--- START ---

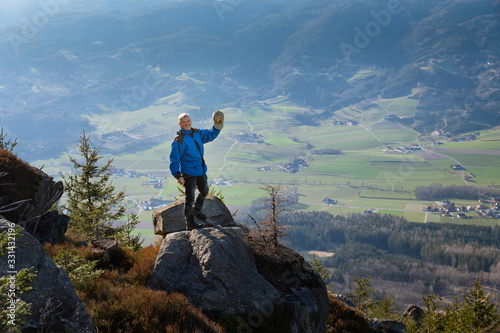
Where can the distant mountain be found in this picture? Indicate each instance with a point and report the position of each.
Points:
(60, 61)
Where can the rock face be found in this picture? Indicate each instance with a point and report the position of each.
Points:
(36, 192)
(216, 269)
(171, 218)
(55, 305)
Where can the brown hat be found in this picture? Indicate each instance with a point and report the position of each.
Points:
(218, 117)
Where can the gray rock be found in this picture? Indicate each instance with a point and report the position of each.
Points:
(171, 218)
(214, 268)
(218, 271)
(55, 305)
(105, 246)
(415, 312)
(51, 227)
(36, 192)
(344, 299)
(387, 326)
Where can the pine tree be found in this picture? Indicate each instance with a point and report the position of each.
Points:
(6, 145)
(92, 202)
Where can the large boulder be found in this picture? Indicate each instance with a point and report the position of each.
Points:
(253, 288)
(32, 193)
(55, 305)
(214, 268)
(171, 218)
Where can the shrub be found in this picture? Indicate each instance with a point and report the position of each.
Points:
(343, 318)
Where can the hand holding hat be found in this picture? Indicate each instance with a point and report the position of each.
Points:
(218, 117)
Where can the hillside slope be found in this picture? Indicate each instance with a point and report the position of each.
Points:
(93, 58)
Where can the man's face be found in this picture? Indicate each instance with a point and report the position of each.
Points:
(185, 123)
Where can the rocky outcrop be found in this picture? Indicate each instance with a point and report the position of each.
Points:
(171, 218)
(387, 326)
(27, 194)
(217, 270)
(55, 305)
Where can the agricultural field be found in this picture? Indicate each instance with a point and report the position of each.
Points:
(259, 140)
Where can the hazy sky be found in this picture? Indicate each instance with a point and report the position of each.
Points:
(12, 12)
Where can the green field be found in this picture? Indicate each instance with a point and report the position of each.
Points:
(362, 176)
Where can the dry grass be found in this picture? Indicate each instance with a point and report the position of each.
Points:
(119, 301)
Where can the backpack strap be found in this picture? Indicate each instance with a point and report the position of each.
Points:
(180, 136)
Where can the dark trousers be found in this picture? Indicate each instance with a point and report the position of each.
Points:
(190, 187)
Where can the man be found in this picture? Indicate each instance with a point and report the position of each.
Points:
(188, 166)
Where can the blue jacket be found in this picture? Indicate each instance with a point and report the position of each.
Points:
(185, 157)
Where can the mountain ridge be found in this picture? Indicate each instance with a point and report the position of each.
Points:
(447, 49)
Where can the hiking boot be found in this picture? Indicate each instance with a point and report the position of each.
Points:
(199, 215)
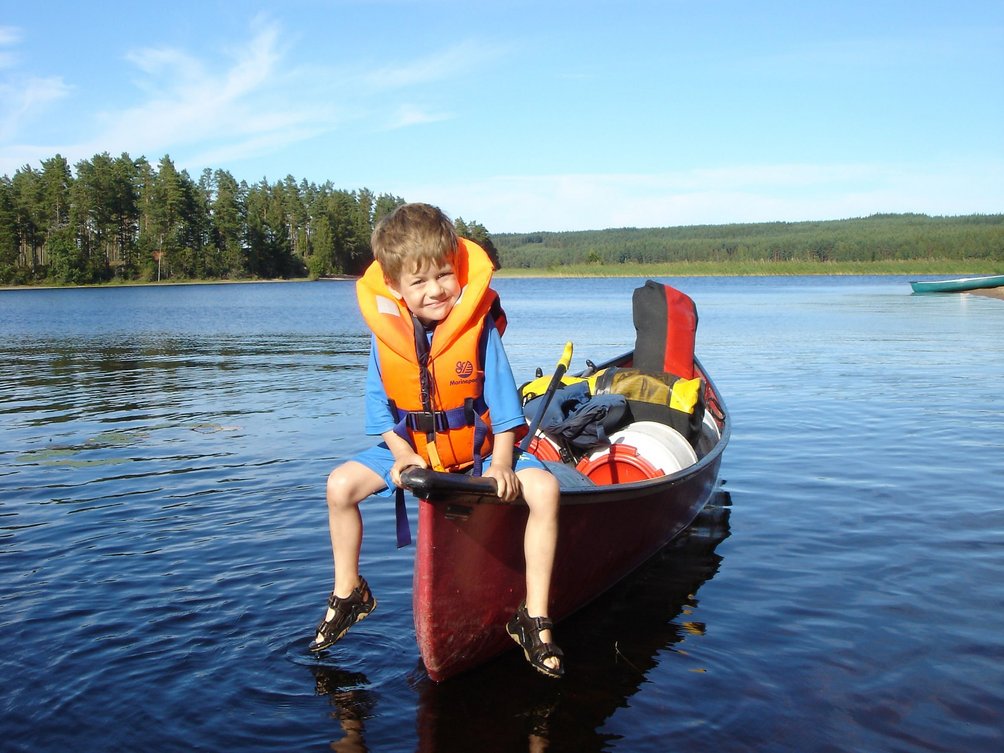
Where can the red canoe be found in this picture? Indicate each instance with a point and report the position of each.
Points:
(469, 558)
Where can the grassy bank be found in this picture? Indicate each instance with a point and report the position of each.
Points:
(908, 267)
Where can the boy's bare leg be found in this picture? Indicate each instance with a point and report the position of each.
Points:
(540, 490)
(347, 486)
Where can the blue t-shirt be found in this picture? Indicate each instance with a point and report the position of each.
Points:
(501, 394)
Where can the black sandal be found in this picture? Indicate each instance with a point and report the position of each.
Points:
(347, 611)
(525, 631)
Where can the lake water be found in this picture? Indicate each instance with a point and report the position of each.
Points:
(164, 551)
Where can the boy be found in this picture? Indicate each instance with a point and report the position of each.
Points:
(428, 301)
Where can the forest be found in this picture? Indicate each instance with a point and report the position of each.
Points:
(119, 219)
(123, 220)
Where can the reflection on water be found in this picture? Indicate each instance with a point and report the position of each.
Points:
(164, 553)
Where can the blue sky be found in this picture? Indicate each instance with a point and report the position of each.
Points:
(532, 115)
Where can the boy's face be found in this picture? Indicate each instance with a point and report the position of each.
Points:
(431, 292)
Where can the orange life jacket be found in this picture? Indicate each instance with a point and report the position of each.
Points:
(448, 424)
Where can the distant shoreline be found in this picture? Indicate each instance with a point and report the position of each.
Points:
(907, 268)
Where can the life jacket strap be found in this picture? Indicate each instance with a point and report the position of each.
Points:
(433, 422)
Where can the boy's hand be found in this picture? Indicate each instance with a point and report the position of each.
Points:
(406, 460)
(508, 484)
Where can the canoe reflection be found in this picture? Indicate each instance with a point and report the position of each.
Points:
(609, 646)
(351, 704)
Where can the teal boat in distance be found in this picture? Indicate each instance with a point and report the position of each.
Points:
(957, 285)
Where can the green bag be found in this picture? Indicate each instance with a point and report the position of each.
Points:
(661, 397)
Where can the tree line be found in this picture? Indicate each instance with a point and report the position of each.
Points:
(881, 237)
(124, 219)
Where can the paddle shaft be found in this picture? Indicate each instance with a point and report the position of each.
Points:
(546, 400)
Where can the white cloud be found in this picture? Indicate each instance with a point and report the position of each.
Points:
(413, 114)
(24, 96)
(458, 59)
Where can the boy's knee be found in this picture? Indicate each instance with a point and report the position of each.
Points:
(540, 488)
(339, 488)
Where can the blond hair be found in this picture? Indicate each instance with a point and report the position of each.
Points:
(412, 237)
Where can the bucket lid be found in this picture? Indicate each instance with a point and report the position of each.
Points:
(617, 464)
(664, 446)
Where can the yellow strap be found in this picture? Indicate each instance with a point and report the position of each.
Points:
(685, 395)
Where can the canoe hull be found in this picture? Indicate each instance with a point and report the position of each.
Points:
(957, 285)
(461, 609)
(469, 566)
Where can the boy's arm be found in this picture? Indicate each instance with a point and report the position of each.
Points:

--- END ---

> _Requirement_
From the first record to the last, transcribe everything exactly but drop the pictures.

> _Final answer_
Where can the distant mountain be found in this picture? Indicate each instance with a point and report the position of each.
Points:
(60, 61)
Where can the rock face be found in this picture? Indicate each instance with a point and report the position of each.
Points:
(36, 192)
(216, 269)
(171, 218)
(55, 305)
Where can the brown hat be found in this picture? Indicate each instance with a point and report the position of each.
Points:
(218, 117)
Where can the gray rock be found in this picture? Indicate each instance with a point and report the position of each.
Points:
(171, 218)
(214, 268)
(218, 271)
(55, 305)
(105, 246)
(415, 312)
(51, 227)
(36, 192)
(344, 299)
(387, 326)
Where can the pine tree be found in this picture? Indicate each instance with a point and report the position of each.
Points:
(6, 145)
(92, 202)
Where can the large boulder be found in this picture? Indicate each instance with a point and report the position of each.
Points:
(253, 288)
(32, 193)
(55, 305)
(214, 268)
(171, 218)
Where can the shrub be found in this picture? Indicate each instance with a point and report the position of each.
Points:
(343, 318)
Where can the hand holding hat be found in this picture? Indicate each instance with a point and report the position of each.
Points:
(218, 117)
Where can the hillside slope be found in this picture? Indicate each instance with a point and report the position of each.
Points:
(93, 58)
Where can the man's face be found in this picture? Indicate each instance with a point and report the position of each.
Points:
(185, 123)
Where can the rocky outcrop be found in this picture? Indicate each instance with a point and report the position of each.
Points:
(171, 218)
(387, 326)
(27, 194)
(217, 270)
(55, 305)
Where can the agricultural field be found in this picture? Indicate each instance with a point and report the position of each.
Points:
(259, 140)
Where can the hazy sky be found in this picture? Indicate each instance with a point and report the position of each.
Points:
(12, 12)
Where can the green field be found in this picture? Indicate each instance with a point and report the position of each.
Points:
(362, 176)
Where can the dry grass be found in this picture? Indicate each instance with a point and report the position of each.
Points:
(119, 301)
Where can the backpack strap be found in this picture? Indicate each instance with a point and report the position of each.
Points:
(180, 136)
Where can the dark trousers be found in this picture? Indicate each instance with a point and report the position of each.
Points:
(190, 187)
Where can the man be found in this picture? Indicate each instance with a point and report the position of each.
Points:
(188, 166)
Where can the blue jacket be found in this picture? Indicate each instance with a point and report the position of each.
Points:
(185, 157)
Where can the mountain ridge be found in this picture? Indicate each instance with a point and report the position of each.
Points:
(447, 49)
Where can the hiking boot be found in this picture? Indicate each instance with a point and report the position of each.
Points:
(199, 215)
Where can the red canoe be found in this picture? Indicate each instance with a point and report the position of each.
Points:
(469, 558)
Where can the grassy bank be found in this picture? Indicate each instance with a point and report the position of each.
Points:
(908, 267)
Where can the boy's bare leg be found in this picture? Indicate each instance with a point and report the position of each.
Points:
(540, 490)
(347, 486)
Where can the blue t-shirt be found in this picture? Indicate each instance with a point and report the position of each.
Points:
(501, 394)
Where can the black sandal be found in this picture? Indicate each instance with a point and report the position of each.
Points:
(347, 611)
(525, 631)
Where can the lake water be found in this picture? Indicate each instance with a point and report the position of each.
Points:
(164, 551)
Where can the boy be found in this picture? Indicate each instance with a point and report the position of each.
Points:
(428, 301)
Where can the forest be found in this picture? Indicate each instance with a point and report the position of each.
Points:
(119, 219)
(123, 220)
Where can the reflection on water be found in this picture? Indicate each instance with a point and report the position of each.
Points:
(164, 553)
Where can the blue sky be found in this picture? Indicate each instance with a point and report the position of each.
Points:
(532, 115)
Where can the boy's face be found in this picture? Indicate each instance with a point and report the position of each.
Points:
(431, 292)
Where can the orange life jacket be found in this picture? Indicate each instance with a point and report the position of each.
Points:
(448, 424)
Where can the distant shoreline be found in this picture? Indicate each instance with a point and report the position of each.
Points:
(907, 268)
Where can the life jacket strap be found in this picture? Indicate each instance with a point and report the position of each.
Points:
(433, 422)
Where can the boy's hand be found in this picture? Indicate each instance with a point and report the position of each.
Points:
(406, 460)
(508, 484)
Where can the canoe reflection be found in this picture? Indicate each instance with a point and report the position of each.
Points:
(609, 646)
(351, 704)
Where can the teal boat in distance be found in this picture? Indicate each instance with a point and report the position of each.
Points:
(957, 285)
Where can the green bag be found in this picture? Indicate each instance with a point and report the position of each.
Points:
(661, 397)
Where can the tree line be found in this picture? Indicate each instance with a point and report the position of each.
Points:
(881, 237)
(124, 219)
Where can the paddle shaft be found in this picture? Indicate each instance with a point and report the position of each.
Points:
(546, 400)
Where can the white cloud be found in this picture? Indicate each instance with a point and report the position of each.
Points:
(413, 114)
(24, 96)
(458, 59)
Where can the boy's knee be found in this picture? Indicate each instance with a point and report the position of each.
Points:
(540, 488)
(339, 488)
Where can the blond hair be found in this picture? Indicate each instance with a point and report the position of each.
Points:
(412, 237)
Where can the bucket lid be found in this picture? Indicate each instance with a point and report the position of each.
Points:
(617, 464)
(664, 446)
Where can the yellow strap be found in this picture? Indicate each instance with a point and report the position of each.
Points:
(685, 395)
Where can the canoe hull be found in this picture? Indicate each instance with a point and report the position of each.
Points:
(957, 285)
(461, 609)
(469, 566)
Where can the boy's arm be found in this picture? Indicate each instance with a point and report the position of each.
Points:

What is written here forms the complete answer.